Trecho da página —
⟨

1977 foi um ano importante na minha vida. Nele tomei uma de minhas primeiras decisões: tornei-me gremista. Para um guri com menos de dez anos de idade, uma baita decisão. E “pé-quente”, como se diz na gíria futebolística, pois foi o ano em que a então Máquina Tricolor da Azenha e do Olímpico foi campeã do Gauchão, quebrando a hegemonia de oito anos do Colorado.

Lembro bem de estar ouvindo pela rádio, deitado no quarto do meu pai, o famoso Grenal que decidiu aquele campeonato, onde o antológico André Catimba, baiano e amigo do Gilberto Gil (que foi ao jogo torcer pelo Grêmio), fez o gol do título e se machucou ao tentar uma cambalhota para comemorar.

Ouvia falar, também recordo, de uma tal de Coligay, uma torcida do Grêmio. Assim, lendo o livro “Coligay: Tricolor de todas as cores”, de Leo Gerchmann, recentemente lançado, entrei no “Túnel do Tempo” (quem aí se lembra desse seriado?) direto para minhas lembranças de 1977.

Catimba, Tadeu Ricci, Iúra, Tarciso, Éder, Valter Corbo, Leandro, Oberdã, Ladinho, eis os nomes do Grêmio treinado por Tele Santana e presidido por Hélio Dourado que ainda lembro assim, de cabeça, sem ir procurar no Google. Eu não sabia à época, como sei hoje, que a Coligay era uma torcida organizada formada por homossexuais e simpatizantes e que Volmar Santos era seu líder e dono da boate Colibri, onde a mesma fora gestada. Não sabia também que a Coligay durou de 10 de abril de 1977 à 1983, quando Volmar voltou para sua cidade natal: Passo Fundo, tchê (isso, Volmar é conterrâneo de Tarso de Castro)!

⟩

Desafios —
a: Transcreva do trecho da página a parte que começa em "Lembro bem de" e vai até "lembranças de 1977.", incluindo esta última.
b: Liste todas as pessoas nomeadas no texto sobre a Coligay, exceto os nove nomes que abrem o último parágrafo.
c: Prossiga o relato de memórias sobre o Grêmio de 1977 e a Coligay a partir da última frase apresentada.

Informações fornecidas —
⟨

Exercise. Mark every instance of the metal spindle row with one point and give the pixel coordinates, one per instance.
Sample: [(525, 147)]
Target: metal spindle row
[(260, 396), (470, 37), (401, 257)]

⟩

Respostas do exercício —
a:
Lembro bem de estar ouvindo pela rádio, deitado no quarto do meu pai, o famoso Grenal que decidiu aquele campeonato, onde o antológico André Catimba, baiano e amigo do Gilberto Gil (que foi ao jogo torcer pelo Grêmio), fez o gol do título e se machucou ao tentar uma cambalhota para comemorar.

Ouvia falar, também recordo, de uma tal de Coligay, uma torcida do Grêmio. Assim, lendo o livro “Coligay: Tricolor de todas as cores”, de Leo Gerchmann, recentemente lançado, entrei no “Túnel do Tempo” (quem aí se lembra desse seriado?) direto para minhas lembranças de 1977.

b:
- Gilberto Gil
- Leo Gerchmann
- Tele Santana
- Hélio Dourado
- Volmar Santos
- Tarso de Castro

c:
Desses fatos tomei ciência agora, em 2014, 37 anos depois, nas páginas do livro acima citado. Um feito histórico a favor da cidadania e da diversidade a criação de uma torcida organizada gay nos anos 1970, em plena Ditadura Militar. E mais: foi a Coligay que trouxe um jeito alegre e colorido de se torcer por futebol (com bandeiras, cânticos, charangas, adereços, coisa incomum para os sisudos torcedores gremistas de então), que permanece até hoje, fazendo escola, independente da orientação sexual das torcedores e da ideologia das torcidas.

A Coligay era alegria, diversidade e comprometimento com o clube, signos alheios à violência, homofobia/racismo e “mordeção” ($) que vemos em alguns estádios hoje em dia. O Grêmio de 77 era branco como Ricci, negro como Tarciso, azul como o Olímpico e colorido como a Coligay, também ela, uma torcida “pé-quente”, que viajava à convite do presidente no ônibus do clube e ia a todos (todos!) os jogos do time. Tão pé-quente que o então presidente do Corinthians, Vicente Mateus (outra figura antológica), convidou-a para ir torcer pelo seu time na final do Paulista daquele ano, contra a Ponte Preta. Eles aceitaram o convite e o Coringão findou o jejum de 23 anos sem títulos, com um gol de Basílio.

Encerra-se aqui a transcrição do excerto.